++++ Provided material ++++
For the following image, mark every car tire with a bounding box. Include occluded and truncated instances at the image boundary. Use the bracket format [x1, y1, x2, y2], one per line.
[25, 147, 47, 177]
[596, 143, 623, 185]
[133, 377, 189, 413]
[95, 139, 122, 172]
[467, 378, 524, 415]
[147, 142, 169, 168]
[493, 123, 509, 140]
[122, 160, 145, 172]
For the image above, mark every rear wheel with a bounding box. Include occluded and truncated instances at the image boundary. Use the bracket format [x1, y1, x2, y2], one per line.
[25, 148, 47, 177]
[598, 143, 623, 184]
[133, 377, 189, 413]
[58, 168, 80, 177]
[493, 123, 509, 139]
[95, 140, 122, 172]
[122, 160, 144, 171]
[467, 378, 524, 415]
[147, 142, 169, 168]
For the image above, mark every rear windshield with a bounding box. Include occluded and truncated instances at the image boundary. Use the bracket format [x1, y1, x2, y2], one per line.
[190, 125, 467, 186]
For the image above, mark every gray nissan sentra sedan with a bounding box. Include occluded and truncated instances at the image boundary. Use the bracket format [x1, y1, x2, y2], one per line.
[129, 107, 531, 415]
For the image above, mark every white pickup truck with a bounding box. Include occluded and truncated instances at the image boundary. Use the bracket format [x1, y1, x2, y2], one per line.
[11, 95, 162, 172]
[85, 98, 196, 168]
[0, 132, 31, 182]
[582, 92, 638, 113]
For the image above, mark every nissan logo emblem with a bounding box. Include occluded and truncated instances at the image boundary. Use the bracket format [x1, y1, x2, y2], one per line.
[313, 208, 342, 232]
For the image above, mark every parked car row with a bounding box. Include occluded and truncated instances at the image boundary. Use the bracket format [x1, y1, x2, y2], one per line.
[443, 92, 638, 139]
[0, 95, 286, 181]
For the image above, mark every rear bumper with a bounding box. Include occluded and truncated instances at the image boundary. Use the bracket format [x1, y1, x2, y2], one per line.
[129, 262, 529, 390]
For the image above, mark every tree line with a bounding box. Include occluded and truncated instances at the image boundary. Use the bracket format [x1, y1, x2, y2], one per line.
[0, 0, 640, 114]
++++
- **Task to complete**:
Rewrite every item above, changing "bracket format" to "coordinate format" and leaving all other text as it is.

- **Exercise output**:
For the following image, mark every car tire with a bounding box. Include occluded and truncated instances at the image boundary. Use the coordinate format [x1, y1, x2, y2], one per line.
[25, 147, 47, 177]
[596, 143, 623, 185]
[133, 377, 189, 413]
[95, 139, 122, 172]
[467, 378, 524, 415]
[147, 142, 169, 168]
[493, 123, 509, 140]
[122, 160, 145, 172]
For the image above, mark every rear wheel with a bounding box. Include occluded and truncated instances at the image boundary. Use the coordinate format [x1, y1, x2, y2], one per line.
[25, 148, 47, 177]
[598, 143, 623, 184]
[133, 377, 189, 413]
[58, 168, 80, 177]
[493, 123, 509, 139]
[95, 140, 122, 172]
[122, 160, 144, 171]
[467, 378, 524, 415]
[147, 142, 169, 168]
For the image above, mark every rear windshield with a bounding box. Include occluded and truncated instances at the image boundary. Use the coordinate format [x1, y1, x2, y2], one per line.
[190, 125, 467, 186]
For the image above, mark every gray nissan sentra sedan with a bounding box. Include occluded and truncated instances at the image boundary. Use the coordinate format [x1, y1, x2, y2], one per line.
[129, 107, 531, 415]
For the image above, mark every white pickup truck with a bounding box. Include occluded and truncated instances at the image boundary. Use the coordinate format [x1, y1, x2, y2], one per line.
[11, 95, 162, 172]
[85, 98, 196, 168]
[0, 132, 31, 182]
[582, 92, 638, 113]
For the image above, mark every nissan logo emblem with a bounding box. Include occluded and truncated instances at the image boundary. Use the coordinate format [x1, y1, x2, y2], one per line.
[313, 208, 342, 232]
For the image above, mark every parked car row with a bounding box. Include occluded and truncated instances at the image boundary. Use the coordinate format [x1, y1, x2, y2], one per line.
[443, 92, 638, 139]
[0, 95, 286, 181]
For the image above, mark every rear bumper with a bounding box. Include occluded and truncated instances at the image boundary. Use the coordinate format [x1, y1, x2, y2], one per line.
[129, 262, 529, 390]
For the image above, mark every tree line with a bounding box. Include occluded and truncated instances at the image boundary. Use the coordinate format [x1, y1, x2, y2], one per line.
[0, 0, 640, 114]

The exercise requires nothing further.